ESTRATTO:
Ora le cronache parlano di te, per tanti anni in pochi si sono accorti di quanta voglia e bisogno avessi di amicizia. Era facile stare con te perché eri un ragazzo piacevole, simpatico, spiritoso e molto sensibile. Ricordo la sera di qualche anno fa, ci eravamo conosciuti da pochi mesi e quando venimmo a trovarti ci dicesti che non ti sentivi bene, che sicuramente avevi la febbre. Andammo insieme alla Guardia Medica e, in effetti, avevi la febbre alta e ti prescrissero un antibiotico. Usciti dall’ambulatorio andammo alla farmacia e quando ci fermammo per scendere e comprare le tue medicine tu chiedesti stupito: “Che state facendo? Che stiamo facendo qui?” e noi ti rispondemmo, sorpresi della tua domanda, che eravamo lì per comprare le tue medicine, che ne avevi bisogno… iniziasti a piangere e con la voce tremante dicesti “Grazie… allora vi interessa davvero…siamo amici davvero…”.

Eri così, capace di commuoverti per i piccoli gesti di amicizia. Ricordo le serate passate a parlare sui gradini dell’ex Inail, in cui ci raccontasti di te, della tua storia, di come avevi perso l’occhio da bambino per uno stupido incidente a scuola, ci raccontavi del tuo lavoro in Italia e di come ti sarebbe piaciuto riprendere in mano la tua vita ma non era facile. Con le parole, amico mio, è sempre tutto più semplice che con i fatti. Ma noi credevamo in te e sapevamo che ce l’avresti fatta a tornare a vivere davvero.

Ricordo quando ci dicesti, in segreto, che qualche giorno dopo sarebbe stato il compleanno di Marco, tuo amico e nostro amico, e che ci tenevi che almeno per quel giorno fosse felice, volevi che lo festeggiassimo insieme e così facemmo, anche se tu avevi già pensato a fargli il tuo regalo, portandogli dei cornetti la mattina.  

Noi vogliamo raccontarti, perché te lo meriti. Vogliamo raccontarti, perché ci mancherai. Vogliamo raccontarti perché è giusto raccontare di un ragazzo di 34 anni che ci ha lasciati così. Non sei stato fortunato nella tua vita, amico mio, e spesso sei stato vittima dell’indifferenza di tanti. Ma la tua morte non può lasciare indifferenti e deve servire da sveglia per le nostre città addormentate. Ognuno di noi ha il dovere di chiedersi quale sia il proprio ruolo nella costruzione di una città più giusta ed umana.

ELENCO COMPITI:
[1] Restituisci senza alcuna modifica il tratto del ricordo dell'amico che va da "Eri così, capace" fino a "a vivere davvero.", comprese queste parole.
[2] Scrivi il seguito del ricordo dell'amico, cominciando subito dopo l'ultima frase.

Dati raccolti:
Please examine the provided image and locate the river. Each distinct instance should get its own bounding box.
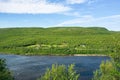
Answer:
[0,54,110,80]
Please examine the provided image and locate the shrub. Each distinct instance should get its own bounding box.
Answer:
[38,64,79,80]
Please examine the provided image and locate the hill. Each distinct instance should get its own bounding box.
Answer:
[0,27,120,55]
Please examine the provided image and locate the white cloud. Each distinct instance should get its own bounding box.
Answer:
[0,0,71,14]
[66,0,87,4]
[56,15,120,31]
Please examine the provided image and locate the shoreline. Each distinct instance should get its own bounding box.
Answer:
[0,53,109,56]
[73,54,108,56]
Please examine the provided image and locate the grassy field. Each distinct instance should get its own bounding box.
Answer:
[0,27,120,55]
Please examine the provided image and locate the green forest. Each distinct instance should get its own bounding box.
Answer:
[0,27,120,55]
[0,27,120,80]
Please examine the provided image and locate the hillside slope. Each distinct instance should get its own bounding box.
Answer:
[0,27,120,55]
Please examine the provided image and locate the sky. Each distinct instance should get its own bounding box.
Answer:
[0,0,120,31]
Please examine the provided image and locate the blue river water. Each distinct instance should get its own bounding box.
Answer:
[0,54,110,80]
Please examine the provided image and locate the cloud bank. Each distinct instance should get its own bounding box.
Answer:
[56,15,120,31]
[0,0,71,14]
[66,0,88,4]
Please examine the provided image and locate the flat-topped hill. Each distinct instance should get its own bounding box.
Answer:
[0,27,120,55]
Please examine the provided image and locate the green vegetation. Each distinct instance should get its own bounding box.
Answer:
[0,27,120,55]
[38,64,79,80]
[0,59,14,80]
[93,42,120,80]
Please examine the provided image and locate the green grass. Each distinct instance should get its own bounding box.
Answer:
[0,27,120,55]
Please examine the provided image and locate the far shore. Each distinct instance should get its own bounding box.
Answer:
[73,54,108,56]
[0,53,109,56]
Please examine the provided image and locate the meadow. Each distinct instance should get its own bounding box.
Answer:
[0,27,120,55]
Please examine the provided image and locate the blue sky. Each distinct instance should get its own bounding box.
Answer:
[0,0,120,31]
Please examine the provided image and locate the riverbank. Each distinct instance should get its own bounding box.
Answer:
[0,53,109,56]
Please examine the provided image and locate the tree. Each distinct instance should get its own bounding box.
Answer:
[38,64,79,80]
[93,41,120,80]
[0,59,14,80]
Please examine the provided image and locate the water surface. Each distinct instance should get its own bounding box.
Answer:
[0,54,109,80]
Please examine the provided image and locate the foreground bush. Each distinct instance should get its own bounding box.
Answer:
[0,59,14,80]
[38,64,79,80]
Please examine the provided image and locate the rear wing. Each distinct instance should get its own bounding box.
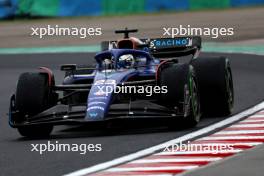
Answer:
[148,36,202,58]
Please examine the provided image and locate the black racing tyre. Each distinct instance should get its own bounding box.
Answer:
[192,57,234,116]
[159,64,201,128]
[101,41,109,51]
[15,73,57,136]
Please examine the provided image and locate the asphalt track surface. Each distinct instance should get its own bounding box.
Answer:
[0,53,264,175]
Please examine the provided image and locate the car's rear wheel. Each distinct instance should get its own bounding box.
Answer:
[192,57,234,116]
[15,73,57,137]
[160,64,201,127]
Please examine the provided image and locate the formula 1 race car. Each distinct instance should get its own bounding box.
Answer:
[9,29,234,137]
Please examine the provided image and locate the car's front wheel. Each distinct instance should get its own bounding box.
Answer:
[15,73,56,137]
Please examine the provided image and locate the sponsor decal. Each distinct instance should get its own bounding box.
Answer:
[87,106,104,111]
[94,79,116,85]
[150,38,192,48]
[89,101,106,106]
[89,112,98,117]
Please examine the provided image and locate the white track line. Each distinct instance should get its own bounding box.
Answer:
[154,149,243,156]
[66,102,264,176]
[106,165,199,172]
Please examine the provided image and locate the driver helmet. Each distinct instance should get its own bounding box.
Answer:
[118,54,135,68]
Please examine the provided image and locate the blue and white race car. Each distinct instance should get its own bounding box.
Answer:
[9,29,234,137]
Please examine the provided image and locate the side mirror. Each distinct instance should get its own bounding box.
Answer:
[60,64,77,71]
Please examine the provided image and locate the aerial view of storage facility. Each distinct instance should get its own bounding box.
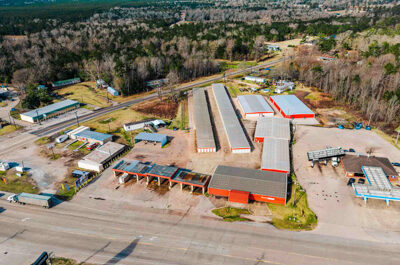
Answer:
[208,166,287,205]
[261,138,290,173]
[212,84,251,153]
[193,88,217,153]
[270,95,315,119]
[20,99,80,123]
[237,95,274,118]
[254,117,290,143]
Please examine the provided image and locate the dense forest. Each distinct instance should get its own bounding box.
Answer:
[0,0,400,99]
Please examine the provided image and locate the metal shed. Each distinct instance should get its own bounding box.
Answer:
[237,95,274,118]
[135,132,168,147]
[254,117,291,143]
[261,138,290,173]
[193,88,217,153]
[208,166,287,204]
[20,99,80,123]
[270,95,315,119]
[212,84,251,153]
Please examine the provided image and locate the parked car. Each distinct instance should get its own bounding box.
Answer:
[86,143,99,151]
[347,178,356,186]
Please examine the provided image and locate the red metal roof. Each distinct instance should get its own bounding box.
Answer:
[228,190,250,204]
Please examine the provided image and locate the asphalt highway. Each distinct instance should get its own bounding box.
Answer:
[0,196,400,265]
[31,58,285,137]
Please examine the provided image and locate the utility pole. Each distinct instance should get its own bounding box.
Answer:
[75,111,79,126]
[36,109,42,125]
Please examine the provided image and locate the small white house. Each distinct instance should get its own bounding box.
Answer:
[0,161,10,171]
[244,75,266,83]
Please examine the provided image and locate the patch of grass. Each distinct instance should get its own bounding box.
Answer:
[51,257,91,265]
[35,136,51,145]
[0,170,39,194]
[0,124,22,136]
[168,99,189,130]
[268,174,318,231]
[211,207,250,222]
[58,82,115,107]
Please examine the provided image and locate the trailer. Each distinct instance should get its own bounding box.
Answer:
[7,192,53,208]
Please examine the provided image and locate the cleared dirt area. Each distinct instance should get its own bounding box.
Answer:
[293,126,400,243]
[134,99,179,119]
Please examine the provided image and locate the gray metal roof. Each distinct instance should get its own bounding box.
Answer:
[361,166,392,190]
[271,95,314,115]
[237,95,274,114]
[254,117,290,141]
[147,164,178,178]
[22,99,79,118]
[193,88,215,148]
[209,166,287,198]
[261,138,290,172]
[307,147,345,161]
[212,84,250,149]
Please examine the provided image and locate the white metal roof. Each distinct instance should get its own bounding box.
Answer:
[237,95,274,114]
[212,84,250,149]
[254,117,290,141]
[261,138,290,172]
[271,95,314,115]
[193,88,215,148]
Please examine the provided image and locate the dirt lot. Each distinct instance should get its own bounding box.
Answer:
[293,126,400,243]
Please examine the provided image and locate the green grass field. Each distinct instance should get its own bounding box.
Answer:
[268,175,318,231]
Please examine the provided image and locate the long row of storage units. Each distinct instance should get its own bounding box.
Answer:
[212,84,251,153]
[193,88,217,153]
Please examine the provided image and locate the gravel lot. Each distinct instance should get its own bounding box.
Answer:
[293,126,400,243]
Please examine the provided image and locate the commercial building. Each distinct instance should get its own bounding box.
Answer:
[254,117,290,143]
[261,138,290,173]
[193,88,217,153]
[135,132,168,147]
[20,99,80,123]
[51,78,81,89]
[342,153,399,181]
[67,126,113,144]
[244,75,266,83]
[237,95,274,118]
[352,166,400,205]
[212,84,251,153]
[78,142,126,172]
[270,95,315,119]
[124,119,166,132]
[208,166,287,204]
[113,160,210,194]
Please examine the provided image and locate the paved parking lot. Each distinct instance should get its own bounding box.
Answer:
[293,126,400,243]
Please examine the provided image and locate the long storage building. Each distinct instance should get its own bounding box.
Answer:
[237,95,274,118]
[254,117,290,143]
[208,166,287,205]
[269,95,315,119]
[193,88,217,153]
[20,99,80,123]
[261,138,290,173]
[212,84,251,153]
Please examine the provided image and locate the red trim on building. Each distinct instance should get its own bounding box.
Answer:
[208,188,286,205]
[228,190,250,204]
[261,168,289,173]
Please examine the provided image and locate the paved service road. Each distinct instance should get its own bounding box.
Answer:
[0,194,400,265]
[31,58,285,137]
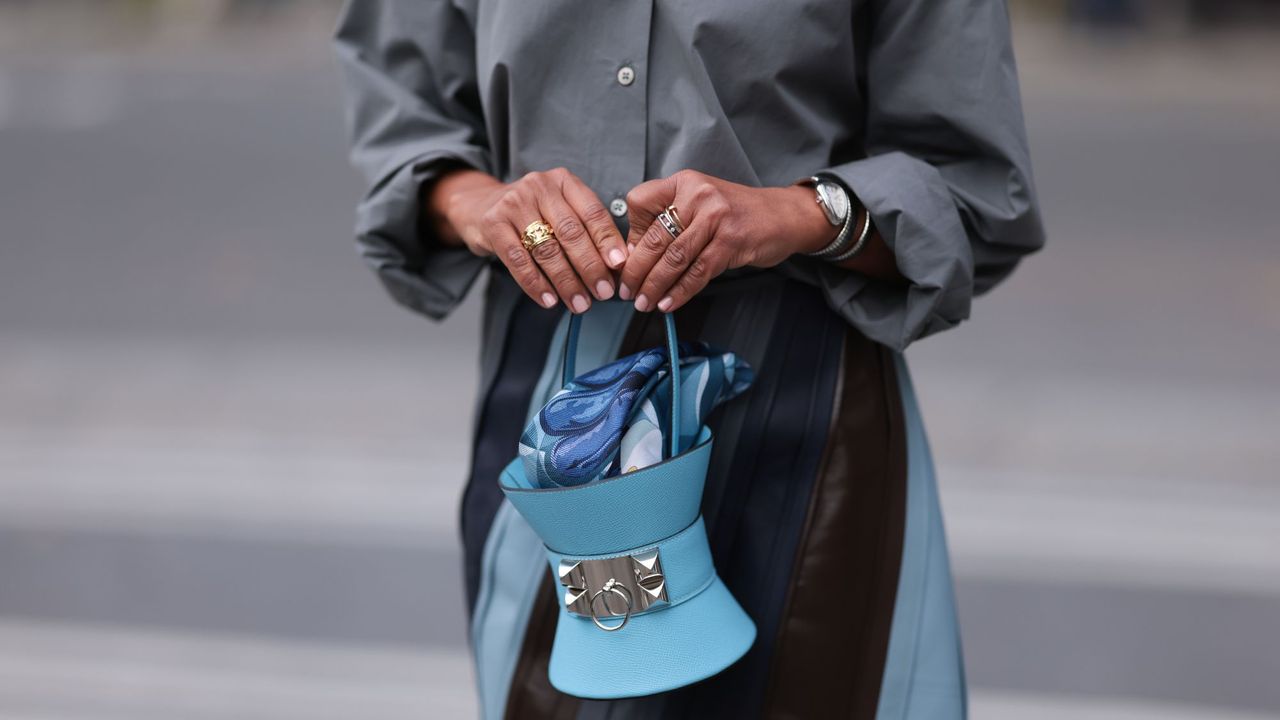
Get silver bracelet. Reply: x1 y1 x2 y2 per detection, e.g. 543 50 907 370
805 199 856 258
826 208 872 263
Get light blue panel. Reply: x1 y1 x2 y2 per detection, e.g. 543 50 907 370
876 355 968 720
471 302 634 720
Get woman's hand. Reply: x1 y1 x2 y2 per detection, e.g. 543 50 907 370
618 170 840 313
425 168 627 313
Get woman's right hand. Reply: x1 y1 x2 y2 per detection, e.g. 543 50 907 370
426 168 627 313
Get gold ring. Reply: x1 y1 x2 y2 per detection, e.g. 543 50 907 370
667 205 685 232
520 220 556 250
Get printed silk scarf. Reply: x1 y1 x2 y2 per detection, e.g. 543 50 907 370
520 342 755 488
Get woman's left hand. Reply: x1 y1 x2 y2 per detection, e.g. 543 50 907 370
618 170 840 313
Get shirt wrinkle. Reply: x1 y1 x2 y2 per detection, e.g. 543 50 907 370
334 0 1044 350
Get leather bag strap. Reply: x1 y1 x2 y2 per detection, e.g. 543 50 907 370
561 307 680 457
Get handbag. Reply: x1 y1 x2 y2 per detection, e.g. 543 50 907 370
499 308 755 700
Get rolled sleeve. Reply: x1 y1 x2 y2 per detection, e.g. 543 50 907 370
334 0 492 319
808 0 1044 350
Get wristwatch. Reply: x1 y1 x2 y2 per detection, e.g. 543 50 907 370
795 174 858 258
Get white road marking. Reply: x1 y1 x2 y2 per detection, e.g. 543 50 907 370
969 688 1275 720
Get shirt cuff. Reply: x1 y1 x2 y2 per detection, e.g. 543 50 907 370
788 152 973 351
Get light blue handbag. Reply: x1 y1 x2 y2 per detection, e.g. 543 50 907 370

RISPOSTE AI COMPITI:
[1]
Eri così, capace di commuoverti per i piccoli gesti di amicizia. Ricordo le serate passate a parlare sui gradini dell’ex Inail, in cui ci raccontasti di te, della tua storia, di come avevi perso l’occhio da bambino per uno stupido incidente a scuola, ci raccontavi del tuo lavoro in Italia e di come ti sarebbe piaciuto riprendere in mano la tua vita ma non era facile. Con le parole, amico mio, è sempre tutto più semplice che con i fatti. Ma noi credevamo in te e sapevamo che ce l’avresti fatta a tornare a vivere davvero.

[2]
Troppo facile, quando le sorti degli “invisibili” fanno rumore, alzare la voce e prendersela con qualcuno, con chiunque, basta che si trovi un colpevole. Non ci deve interrogare la tua morte, che forse non si sarebbe potuta evitare neppure se fossi stato un 34enne in carriera, ricco e fortunato, ma ci deve interrogare la tua vita. La vita a cui in pochi hanno dato importanza finché non è diventata fatto di cronaca. No Sony, non è giusto così, perché tu non ci sei più e dall’alto continuerai a volerci bene e a farci gli scherzi, anche se con quest’ultimo hai davvero esagerato…ma ti perdoniamo.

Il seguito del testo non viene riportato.